_Texto fornecido_:
--------------------------------

Subemprego, desemprego e precarização da educação: o drama da juventude trabalhadora
Direção Nacional do Rebeldia
Foi divulgada a lista da Forbes de jovens bilionários do mundo, com 25 nomes, todos de até 33 anos. Pela primeira vez na história, a fortuna de todos veio de herança. A bilionária mais jovem de todas é brasileira, herdeira da empresa de máquinas e equipamentos Weg. Ligia Voigt, com 19 anos, acumula uma fortuna de 5,56 bilhões de reais, o que significa que ela “ganhou” 763 mil reais por dia desde que nasceu. Se a meritocracia fosse verdade, e a boa vida das pessoas fosse resultado exclusivo do quanto se esforçaram, como explicar que uma pessoa acumule esse tanto de riquezas sem nunca ter trabalhado?
Isso demonstra que no Brasil há jovens que nasceram em berço de ouro, que vivem com muita riqueza. O problema é que, por outro lado, a realidade da maioria dos jovens no país é o oposto: 32 milhões de crianças vivem na linha de pobreza, totalizando 63% de todas as crianças do país nessa situação. E um terço desses estão na pobreza extrema, vivendo com cerca de 10 reais por dia.

--------------------------------

_Dados fornecidos_:
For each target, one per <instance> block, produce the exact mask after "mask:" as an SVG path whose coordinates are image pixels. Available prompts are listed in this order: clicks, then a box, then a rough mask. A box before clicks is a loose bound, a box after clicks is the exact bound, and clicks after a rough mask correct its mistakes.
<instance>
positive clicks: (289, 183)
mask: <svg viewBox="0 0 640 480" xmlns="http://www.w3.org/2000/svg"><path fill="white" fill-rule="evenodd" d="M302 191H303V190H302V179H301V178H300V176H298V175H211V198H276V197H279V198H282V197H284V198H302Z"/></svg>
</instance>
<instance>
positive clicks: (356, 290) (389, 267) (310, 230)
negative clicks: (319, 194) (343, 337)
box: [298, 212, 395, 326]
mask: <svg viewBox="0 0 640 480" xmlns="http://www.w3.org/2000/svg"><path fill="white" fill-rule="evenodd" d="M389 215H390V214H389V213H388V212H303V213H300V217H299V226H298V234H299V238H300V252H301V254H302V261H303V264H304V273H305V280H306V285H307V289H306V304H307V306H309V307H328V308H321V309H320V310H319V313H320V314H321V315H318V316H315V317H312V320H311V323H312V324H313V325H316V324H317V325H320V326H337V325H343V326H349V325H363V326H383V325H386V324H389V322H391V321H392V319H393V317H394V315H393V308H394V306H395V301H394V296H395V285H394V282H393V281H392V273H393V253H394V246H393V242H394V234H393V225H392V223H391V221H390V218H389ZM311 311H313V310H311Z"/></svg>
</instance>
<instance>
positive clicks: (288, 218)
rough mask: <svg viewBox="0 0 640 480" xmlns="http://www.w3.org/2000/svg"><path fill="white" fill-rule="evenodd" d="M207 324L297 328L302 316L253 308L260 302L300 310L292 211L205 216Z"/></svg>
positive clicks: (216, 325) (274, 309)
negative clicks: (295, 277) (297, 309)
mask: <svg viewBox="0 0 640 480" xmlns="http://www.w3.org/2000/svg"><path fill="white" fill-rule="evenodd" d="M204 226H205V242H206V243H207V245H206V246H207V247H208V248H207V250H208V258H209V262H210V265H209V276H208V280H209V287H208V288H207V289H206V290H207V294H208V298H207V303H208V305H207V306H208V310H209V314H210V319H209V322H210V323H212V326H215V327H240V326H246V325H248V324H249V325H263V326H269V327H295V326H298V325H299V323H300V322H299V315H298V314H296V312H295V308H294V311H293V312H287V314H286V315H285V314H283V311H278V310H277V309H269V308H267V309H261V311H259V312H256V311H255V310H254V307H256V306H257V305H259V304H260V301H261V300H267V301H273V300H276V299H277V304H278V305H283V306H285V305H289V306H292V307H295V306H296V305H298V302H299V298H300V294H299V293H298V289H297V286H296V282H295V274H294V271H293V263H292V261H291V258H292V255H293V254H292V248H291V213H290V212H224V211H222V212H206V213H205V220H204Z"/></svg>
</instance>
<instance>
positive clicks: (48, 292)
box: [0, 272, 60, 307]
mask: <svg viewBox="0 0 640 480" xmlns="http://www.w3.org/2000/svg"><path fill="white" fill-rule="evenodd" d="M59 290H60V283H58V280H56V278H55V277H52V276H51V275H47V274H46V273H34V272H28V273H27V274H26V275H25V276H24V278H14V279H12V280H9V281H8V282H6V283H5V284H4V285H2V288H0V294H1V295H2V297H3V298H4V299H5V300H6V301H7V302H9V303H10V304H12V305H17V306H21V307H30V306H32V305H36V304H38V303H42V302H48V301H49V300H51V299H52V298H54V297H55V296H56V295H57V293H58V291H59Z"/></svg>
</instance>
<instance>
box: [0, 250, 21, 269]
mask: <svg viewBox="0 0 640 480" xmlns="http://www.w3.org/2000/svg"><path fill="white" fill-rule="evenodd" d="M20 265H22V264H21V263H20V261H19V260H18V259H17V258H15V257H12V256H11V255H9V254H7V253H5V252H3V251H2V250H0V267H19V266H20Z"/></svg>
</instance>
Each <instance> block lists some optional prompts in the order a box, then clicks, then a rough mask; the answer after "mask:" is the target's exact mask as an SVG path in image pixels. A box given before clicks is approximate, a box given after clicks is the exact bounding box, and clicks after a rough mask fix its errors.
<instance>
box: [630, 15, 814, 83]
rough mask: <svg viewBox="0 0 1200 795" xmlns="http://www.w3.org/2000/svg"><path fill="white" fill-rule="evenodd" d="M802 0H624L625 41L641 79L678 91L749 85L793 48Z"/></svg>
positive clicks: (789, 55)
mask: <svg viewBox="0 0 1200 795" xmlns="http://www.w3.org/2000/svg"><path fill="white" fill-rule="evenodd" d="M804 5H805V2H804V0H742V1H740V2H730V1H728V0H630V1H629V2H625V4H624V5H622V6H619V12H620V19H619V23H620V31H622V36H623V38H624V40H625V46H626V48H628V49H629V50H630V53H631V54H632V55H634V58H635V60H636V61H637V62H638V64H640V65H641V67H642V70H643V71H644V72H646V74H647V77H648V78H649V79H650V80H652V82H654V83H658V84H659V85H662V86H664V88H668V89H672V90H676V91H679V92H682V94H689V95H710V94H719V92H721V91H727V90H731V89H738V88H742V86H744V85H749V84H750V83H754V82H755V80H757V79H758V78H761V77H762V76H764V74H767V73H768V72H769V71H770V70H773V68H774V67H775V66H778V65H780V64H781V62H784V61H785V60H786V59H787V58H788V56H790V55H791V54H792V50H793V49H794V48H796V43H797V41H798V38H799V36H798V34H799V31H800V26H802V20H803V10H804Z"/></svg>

--------------------------------

_Tarefa_:
Transcreva na íntegra e sem nenhuma alteração o texto acima sobre o drama da juventude trabalhadora.

_Resposta_:
Subemprego, desemprego e precarização da educação: o drama da juventude trabalhadora
Direção Nacional do Rebeldia
Foi divulgada a lista da Forbes de jovens bilionários do mundo, com 25 nomes, todos de até 33 anos. Pela primeira vez na história, a fortuna de todos veio de herança. A bilionária mais jovem de todas é brasileira, herdeira da empresa de máquinas e equipamentos Weg. Ligia Voigt, com 19 anos, acumula uma fortuna de 5,56 bilhões de reais, o que significa que ela “ganhou” 763 mil reais por dia desde que nasceu. Se a meritocracia fosse verdade, e a boa vida das pessoas fosse resultado exclusivo do quanto se esforçaram, como explicar que uma pessoa acumule esse tanto de riquezas sem nunca ter trabalhado?
Isso demonstra que no Brasil há jovens que nasceram em berço de ouro, que vivem com muita riqueza. O problema é que, por outro lado, a realidade da maioria dos jovens no país é o oposto: 32 milhões de crianças vivem na linha de pobreza, totalizando 63% de todas as crianças do país nessa situação. E um terço desses estão na pobreza extrema, vivendo com cerca de 10 reais por dia.